**Énoncé 1:** Pouvez-vous résumer en deux phrases le texte sur l'histoire de la photographie ?
**Énoncé 2:** Pouvez-vous donner la suite du texte sur l'histoire de la photographie, à partir de l'endroit où il s'arrête ?

**Texte fourni:**
* * *

La photographie
« Bonsoir
à tous et bienvenue sur le plateau de « Souriez,
vous êtes filmés ! » Un plateau placé sous le signe du printemps, lequel commence demain —
comme vous savez —, jour magique s’il en est, car divisé en 2 moitiés égales,
l’une de lumière et l’autre d’obscurité...
Ça
s’appelle le solstice — et rien n’est
plus indiqué pour entrer dans le vif du sujet, que cette ombre et cette
lumière, ce noir et blanc : Mesdames et Messieurs, je vous prie
d’applaudir... la Photographie !
[...]
Photographie sans laquelle nous ne
serions pas ici, car avant de faire bouger toutes ces belles images en couleur,
il fallut les fixer !
Tout
commence au 13e siècle. Quelques alchimistes constatent que des sels d’argent
noircissent...— Non ?! L’adresse d’abord ? D’accord...
Envoyez-nous
donc vos images animées, drôles et tout, à l’adresse habituelle, celle qui
noircit ici, en négatif. On se retrouve après notre première séquence, toute en
plaies et en bosses : play, boss !
_______________
« Donc
la photo ! Cette nouvelle technique fut officiellement et très
solennellement présentée en août 1839 à Paris par Monsieur Daguerre. Mais cette date est
trompeuse, et l’on sait aujourd’hui qu’on ne peut attribuer à une seule
personne l’invention de toutes les techniques que recouvre le mot « photographie ».
— au
13e siècle, comme on l’a vu, on sait que les sels d’argent noircissent à la lumière.
— en
1515 Léonard de Vinci décrit le principe de la « camera obscura » :
en perçant un petit trou dans une boîte en carton, on obtient, au fond de la
boîte, l’image inversée de ce qui est devant elle.
—
depuis 1780 environ, on dessine au pantographe,
avec une extrême précision, la silhouette d’un visage de profil, grâce à une
bougie et à un écran semi-transparent.
Mais
c’est en 1822 que Nicéphore Niepce
prend véritablement la première photographie du monde : une table, un coin
de nappe et quelques fruits...
D’autres
animaux savants à présent !
_______________
« Les
Français s’attribuent donc la paternité de l’invention de la photographie, mais
les Anglais avancent, avec quelques arguments, le nom de William Henry Fox Talbot, lequel mit au point en 3 ans, de 1838 à
1840, toute la chimie du développement photographique, du fixage des images, du
négatif sur papier et du tirage du positif... Nous ne trancherons pas ici cette
polémique. Tirons plutôt notre chapeau à l’ensemble de tous ces
chimistes-mécaniciens obstinés, et à Daguerre,
l’associé de Niepce, qui fut en plus
un commerçant hors-pair.
Après
sa présentation à Paris, l’invention se répandit à une vitesse
stupéfiante : en dix ans pratiquement tous les endroits du globe avaient
été photographiés ! Une des raisons de ce succès tient au fait que le
gouvernement français acheta l’invention de Daguerre pour — je cite : « En
faire don au monde ! » Ainsi personne ne paya jamais pour
utiliser sa technique et produire d’autres
« daguerréotypes ». Quelques chutes sans gravité à
présent ! Souriez !

* * *

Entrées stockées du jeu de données
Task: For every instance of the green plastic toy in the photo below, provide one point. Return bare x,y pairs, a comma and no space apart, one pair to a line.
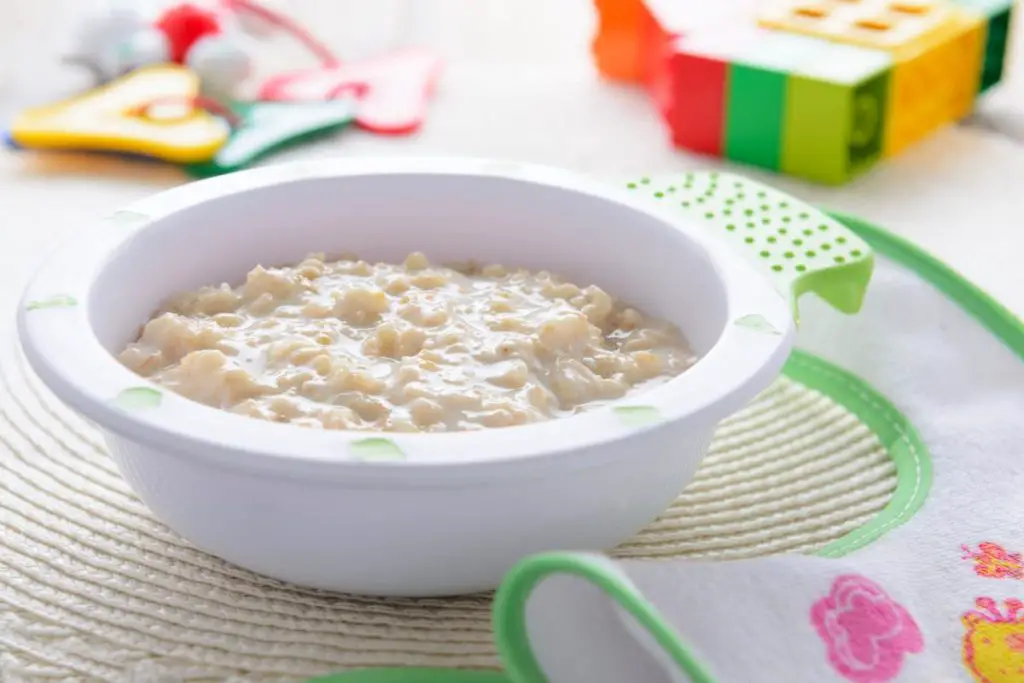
800,248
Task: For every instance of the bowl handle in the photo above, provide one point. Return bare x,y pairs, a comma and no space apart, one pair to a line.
800,248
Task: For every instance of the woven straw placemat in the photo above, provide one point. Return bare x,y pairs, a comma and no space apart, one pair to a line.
93,588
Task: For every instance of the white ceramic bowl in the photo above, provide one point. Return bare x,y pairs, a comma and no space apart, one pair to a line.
298,504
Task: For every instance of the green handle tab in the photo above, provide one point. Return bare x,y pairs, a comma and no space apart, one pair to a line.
801,248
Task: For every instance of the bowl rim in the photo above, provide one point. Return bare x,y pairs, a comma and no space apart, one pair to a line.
61,347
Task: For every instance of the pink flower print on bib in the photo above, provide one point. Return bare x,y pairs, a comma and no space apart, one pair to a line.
865,631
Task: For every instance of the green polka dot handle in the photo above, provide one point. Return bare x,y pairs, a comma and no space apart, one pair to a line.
799,247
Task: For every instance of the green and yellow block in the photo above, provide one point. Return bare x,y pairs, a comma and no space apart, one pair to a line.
824,89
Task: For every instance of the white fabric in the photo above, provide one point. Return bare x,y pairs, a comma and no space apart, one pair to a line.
749,621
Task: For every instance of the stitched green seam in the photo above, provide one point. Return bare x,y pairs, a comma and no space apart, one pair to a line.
400,675
510,614
990,313
900,438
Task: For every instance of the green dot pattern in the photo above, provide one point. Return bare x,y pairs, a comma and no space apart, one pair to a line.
801,248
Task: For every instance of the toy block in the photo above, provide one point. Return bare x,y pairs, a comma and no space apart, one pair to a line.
997,14
616,44
662,23
698,73
656,41
836,114
893,26
758,82
936,84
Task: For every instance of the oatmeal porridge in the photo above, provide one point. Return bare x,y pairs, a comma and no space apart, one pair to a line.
347,344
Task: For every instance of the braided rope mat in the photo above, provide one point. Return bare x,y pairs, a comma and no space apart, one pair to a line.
93,588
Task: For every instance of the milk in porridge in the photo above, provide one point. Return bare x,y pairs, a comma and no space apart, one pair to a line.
346,344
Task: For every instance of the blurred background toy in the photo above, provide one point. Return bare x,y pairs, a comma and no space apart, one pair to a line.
168,86
819,89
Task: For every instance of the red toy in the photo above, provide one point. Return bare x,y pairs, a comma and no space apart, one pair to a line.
183,26
393,91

* * *

**Réponse attendue 1:** Présentée officiellement à Paris par Daguerre en août 1839, la photographie ne peut pourtant être attribuée à une seule personne : dès le 13e siècle, on sait que les sels d'argent noircissent à la lumière, Léonard de Vinci décrit la « camera obscura » en 1515, et Nicéphore Niepce prend la première photographie du monde en 1822. Si les Anglais avancent le nom de William Henry Fox Talbot, l'invention se répand en dix ans dans presque tous les endroits du globe, notamment parce que le gouvernement français l'acheta à Daguerre pour en faire don au monde.

**Réponse attendue 2:**
_______________
« Ceux
qui firent la tête, en voyant débarquer la photographie, ce furent les dessinateurs et les peintres ! Ils risquaient de
perdre leur clientèle bien sûr, composée souvent de bourgeois, lesquels, avides
de respectabilité, commandaient quantité de portraits.
Eh
bien c’est ce qui arriva !
Au
début les peintres moquèrent les photographes, qui exigeaient de leurs nouveaux
clients qu’ils posent des dizaines de minutes sans bouger. Au point parfois de
garder les yeux fermés. Mais très vite ils déchantèrent. Car la technique
s’améliorait à toute vitesse.
On
se mit à fabriquer des lentilles qui laissaient entrer dix fois plus de
lumière, on conçut des émulsions beaucoup plus sensibles, on miniaturisa les
boîtes de prise de vue...
De nombreux
peintres, dessinateurs, caricaturistes et graveurs s’improvisèrent alors
photographes et ouvrirent des ateliers.
Aujourd’hui on ne rencontre presque plus de
peintures en art contemporain.
Les photographies foisonnent, en revanche, tirages limités ou non, atteignant
des prix insensés...
Qui veut un petit portrait ?
Portrait à vendre ! Qui veut... »
_______________
« Une
des photographies les plus célèbres au monde a été réalisée sans objectif, sans
pellicule et même sans appareil ! Il s’agit de ? ... du ? ... du
Suaire de Turin, bien sûr, qui
présente la particularité d’être aussi le premier négatif de l’histoire !
Le
suaire est un tissu de 4 mètres 36 de long exactement et de 1 mètre 10 de
large. On prétend qu’il servit à envelopper le corps du Christ à sa mort, et
que ledit corps y laissa son empreinte.
Son
histoire médiatique commence en mai 1898, quand l’avocat et photographe d’art Secundo Pia prend les deux premiers
clichés du linceul. Alors qu’il développe son négatif, il voit apparaître un
visage d’une netteté étonnante. Ce premier « portrait du Christ » — entre guillemets —, fit immédiatement
le tour du monde.
Le suaire est apparu pour la première fois
en 1357 près de Troyes, en France. Rien n’indique que la personne enveloppée
dans ce linge fut bien le Christ. Une analyse chimique de ses fibres par la
méthode du carbone 14 a d’ailleurs démontré en 1988 que ce tissu ne pouvait pas
être antérieur à 1260 ! La vraie photo du Christ reste donc à faire !
Avis aux amateurs !
_______________
« Nous
n’en avons pas fini avec le religieux et la photo... Vous connaissez tous le
prénom « Véronique » ?
Savez-vous que c’est celui qu’on donne, dans la légende chrétienne, à la femme
qui aurait essuyé le visage du Christ lors de sa montée au Calvaire ?
L’empreinte du divin visage se serait, comme pour le suaire, imprimée sur le
linge. Il n’est pas à Turin, lui, mais dans la cathédrale Saint-Pierre, à Rome.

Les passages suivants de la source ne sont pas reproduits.